→ **Written instruction**
Can you restate the records below word for word?

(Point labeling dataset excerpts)

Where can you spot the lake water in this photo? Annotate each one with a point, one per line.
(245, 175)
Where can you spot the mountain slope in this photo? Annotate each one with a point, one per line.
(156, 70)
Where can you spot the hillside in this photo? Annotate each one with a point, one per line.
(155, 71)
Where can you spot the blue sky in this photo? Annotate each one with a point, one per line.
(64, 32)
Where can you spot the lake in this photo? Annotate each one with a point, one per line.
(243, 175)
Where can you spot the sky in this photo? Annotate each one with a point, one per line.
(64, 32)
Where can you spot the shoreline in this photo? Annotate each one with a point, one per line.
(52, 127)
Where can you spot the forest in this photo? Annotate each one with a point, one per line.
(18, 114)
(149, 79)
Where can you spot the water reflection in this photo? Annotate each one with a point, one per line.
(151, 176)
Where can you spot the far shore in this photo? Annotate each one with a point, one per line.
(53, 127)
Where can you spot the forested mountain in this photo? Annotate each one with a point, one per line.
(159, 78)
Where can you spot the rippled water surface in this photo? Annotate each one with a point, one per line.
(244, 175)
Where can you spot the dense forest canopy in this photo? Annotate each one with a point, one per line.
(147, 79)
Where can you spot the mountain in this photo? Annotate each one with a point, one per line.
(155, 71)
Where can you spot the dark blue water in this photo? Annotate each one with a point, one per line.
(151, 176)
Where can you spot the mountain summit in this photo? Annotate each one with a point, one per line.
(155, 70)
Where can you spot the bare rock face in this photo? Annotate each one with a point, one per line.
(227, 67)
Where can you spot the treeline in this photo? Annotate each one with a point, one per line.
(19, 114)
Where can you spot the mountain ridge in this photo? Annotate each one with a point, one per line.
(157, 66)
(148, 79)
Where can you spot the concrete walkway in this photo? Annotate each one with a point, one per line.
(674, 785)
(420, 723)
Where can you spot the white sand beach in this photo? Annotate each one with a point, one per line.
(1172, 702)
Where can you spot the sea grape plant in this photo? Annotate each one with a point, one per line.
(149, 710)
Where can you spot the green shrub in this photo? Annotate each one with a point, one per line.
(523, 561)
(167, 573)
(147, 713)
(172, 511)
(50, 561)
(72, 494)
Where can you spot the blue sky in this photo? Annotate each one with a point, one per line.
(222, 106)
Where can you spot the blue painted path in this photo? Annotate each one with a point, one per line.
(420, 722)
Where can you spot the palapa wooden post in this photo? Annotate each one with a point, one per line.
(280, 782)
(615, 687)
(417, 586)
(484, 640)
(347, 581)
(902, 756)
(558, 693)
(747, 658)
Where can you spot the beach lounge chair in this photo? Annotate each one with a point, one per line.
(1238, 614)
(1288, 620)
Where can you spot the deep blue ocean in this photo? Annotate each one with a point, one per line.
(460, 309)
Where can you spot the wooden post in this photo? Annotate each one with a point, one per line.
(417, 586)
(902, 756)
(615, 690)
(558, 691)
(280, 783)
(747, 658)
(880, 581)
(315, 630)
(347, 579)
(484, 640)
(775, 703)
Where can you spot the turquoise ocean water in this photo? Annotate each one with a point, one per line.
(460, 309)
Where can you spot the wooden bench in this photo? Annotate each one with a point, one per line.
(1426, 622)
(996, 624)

→ **Task solution**
Where can you spot the lake water in this photo? Annotate each one with a point, one per line.
(245, 175)
Where can you spot the mountain slope in this photo? Annotate each one with a point, one per line.
(156, 70)
Where can you spot the hillside in this photo? Annotate each one with a point, one per line.
(155, 71)
Where can you spot the blue sky in this photo? Annotate each one with a point, one per line.
(64, 32)
Where can you spot the lake in this photo? Annotate each one with a point, one per line.
(243, 175)
Where can you spot the sky in this photo? Annotate each one with a point, one per line.
(64, 32)
Where can you spot the shoreline in this photo? Annotate each one with a point, one per line.
(52, 127)
Where can you spot the forest in this photo? Annotate each one with a point, one per line.
(18, 114)
(149, 79)
Where can you spot the water reflection in this photo? Annotate each one with a point, one per line.
(151, 176)
Where can you spot the far shore in this photo? Annotate each one with a point, one per line.
(53, 127)
Where can you spot the forested mountain in this photo? Annotate each one with a point, one per line.
(159, 78)
Where can you spot the rippled water surface in this photo? Annotate each one with a point, one per line.
(244, 175)
Where can you spot the dense forest canopy in this photo? Annotate each one with a point, one per line.
(147, 79)
Where can you spot the mountain in this photo? Annotate each one with a point, one per line.
(155, 71)
Where can you spot the dark blue water in this photo? Annotate each one with a point, one per line.
(151, 176)
Where can you spot the mountain summit in this photo? Annotate each one with a point, one per line.
(155, 70)
Where can you spot the bare rock face in this photo? Annotate each one with a point, one per line.
(227, 67)
Where can you spot the treeline in this photo? Annotate each one with a point, one per line.
(19, 114)
Where can you spot the mountain ridge in this photo? Annotate each one with a point, one per line.
(157, 66)
(148, 79)
Where can you spot the concrete walkway in this photo? Annotate each one with a point, one per line.
(674, 785)
(420, 723)
Where can you spot the white sand beach in this photo? Annotate each one with a point, one per line.
(1172, 702)
Where can you spot the sea grape plant in this photo? Annotate each one with a point, one per line.
(149, 710)
Where can you spot the green shrub in this photo? Annotate each one with a point, one per line.
(523, 561)
(167, 573)
(147, 713)
(172, 511)
(50, 561)
(72, 494)
Where can you spot the blue sky in this photo? Annotate each one with a point, one per line.
(222, 106)
Where can you spot the blue painted path in this photo? Annotate each one with a point, one per line.
(420, 722)
Where can you spot the palapa wooden post in this photo? Annotate each one with a point, one per line.
(280, 782)
(615, 687)
(417, 586)
(484, 640)
(347, 581)
(902, 756)
(558, 693)
(747, 658)
Where can you spot the beach lounge chair in this photo? Annotate each one with a point, one per line.
(1238, 614)
(1288, 620)
Where can you spot the deep blue ocean in this photo? Annotate each one with a point, one per line.
(460, 309)
Where can you spot the wooden post in this photo? Annotate each one with a point, one per line.
(417, 586)
(902, 756)
(615, 690)
(558, 691)
(280, 783)
(747, 658)
(880, 581)
(315, 630)
(347, 579)
(484, 640)
(775, 703)
Where can you spot the turquoise ocean water in this photo? Annotate each one with a point, one per line.
(460, 309)
Where can you spot the wooden bench in this photo? Annotate each one with a point, one per line.
(1426, 622)
(996, 624)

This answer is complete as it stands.